## Page excerpt:
※ ※ ※
When I was dropped at the bus stop, there was one more person standing there – a lady with a baby. In ten minutes or so another guy came walking towards this road and continued strolling up and down the street. I couldn’t tell if he was waiting for a cab or just came for a walk. As I stood there I saw some vehicles come and pass by. But they didn’t stop for me or the other two people. I assumed either they were not for hire or might be full. So I kept waiting without knowing which vehicles to target. After a while a car passed by me and stopped for the lady, took her and left. Once again I was confused if it was a sharing taxi or someone she knew. In sometime the guy who was walking also got in a car a little ahead. By then I was desperate and thoroughly confused. It was already close to 7:45 and I didn’t know what I was doing wrong. Out of desperation, I started trying to stop all vehicles. When finally one did, I asked for “Balipara” and was answered with “Charduar” (since all my communication involved only nouns). I let that vehicle go not knowing what a terrible mistake that would be. Soon another local guy joined me in the wait and speaking to him I realized that most vehicles that were passing were not for hire. That was a relief.

Sitting inside a shared car

After a full one hour of wait, at 8:20 am I finally found a second vehicle going to Charduar and this time I didn’t repeat my mistake. I got in with many others and headed for Charduar. We reached Charduar at 8:33 am, 10 km from Nameri and 5 km before Balipara, immediately got in another car for Balipara and reached there by 8:50 am. Both side cost 10 Rs, meaning total cost was same as taking one vehicle from Nameri to Balipara. Balipara to Tezpur (Mission Chariali intersection) was around 20 km and one more such vehicle brought me there in 45 minutes. So despite one hour of wait I was at the junction by 9:40 am.


Tezpur to Jorhat

I was really impressed by ASTC buses during my trip. They are easily available, maintains good quality and does not overload beyond the total number of seats. After reaching Mission Chariali intersection, I enquired about Jorhat buses to a police officer standing nearby and he pointed towards the road on the left side. Looking ahead I could see the rare end of a bus standing behind a tree. I rushed to the spot and discovered multiple buses standing there. One of the bus conductor directed me towards Jorhat bus and I climbed inside it.

Taking the bridge across Bramhaputra

All my worries about the bus journeys were starting to feel silly. I worried about being able to find a bus, which turned out to be way too simple. My other worry about placing my 50 litter rucksack inside bus also turned out to be nothing. The bag fit perfectly in the overhead rack and after dumping it there I settled myself down in a comfortable window seat. The bus didn’t wait long, and we were on our way towards Jorhat by 9:45am. It was a non-ac bus, so it cost (Rs. 130) also less than my previous bus ride.
※ ※ ※
Segmentation data
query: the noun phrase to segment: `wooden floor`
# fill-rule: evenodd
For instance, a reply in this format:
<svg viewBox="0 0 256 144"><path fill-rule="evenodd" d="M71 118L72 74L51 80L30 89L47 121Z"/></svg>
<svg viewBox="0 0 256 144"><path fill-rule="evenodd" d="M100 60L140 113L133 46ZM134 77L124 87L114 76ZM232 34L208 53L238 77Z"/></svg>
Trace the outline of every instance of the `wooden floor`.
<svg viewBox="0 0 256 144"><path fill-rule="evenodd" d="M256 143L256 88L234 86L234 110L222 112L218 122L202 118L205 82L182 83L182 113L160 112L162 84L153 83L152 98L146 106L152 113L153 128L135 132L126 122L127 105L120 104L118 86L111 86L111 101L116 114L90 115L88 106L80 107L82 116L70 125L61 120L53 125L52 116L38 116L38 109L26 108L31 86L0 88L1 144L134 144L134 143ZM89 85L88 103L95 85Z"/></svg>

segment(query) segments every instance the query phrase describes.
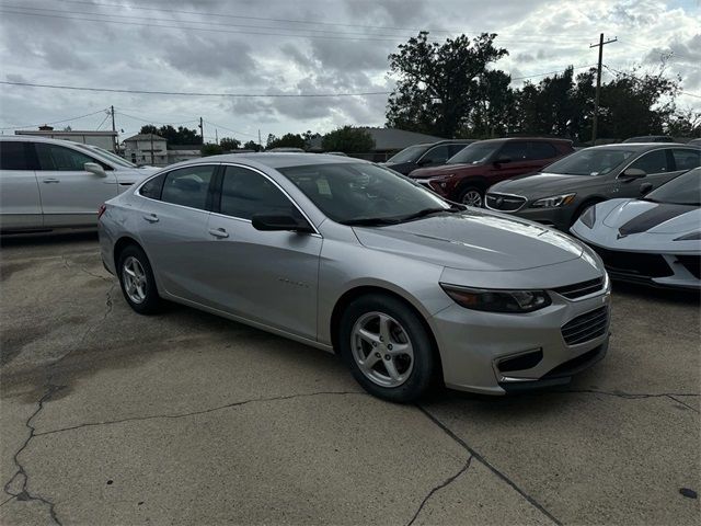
※ ※ ※
## Stated goal A:
Put this sentence from the travel account into Spanish: "I was really impressed by ASTC buses during my trip."
## Stated goal B:
In the travel account, what made the writer impressed with ASTC buses?
These rows have no connection to the travel account.

## Correct answer A:
Me impresionaron mucho los autobuses de ASTC durante mi viaje.

## Correct answer B:
The buses were easy to find and kept up good quality. They also didn't take on more people than they had seats for.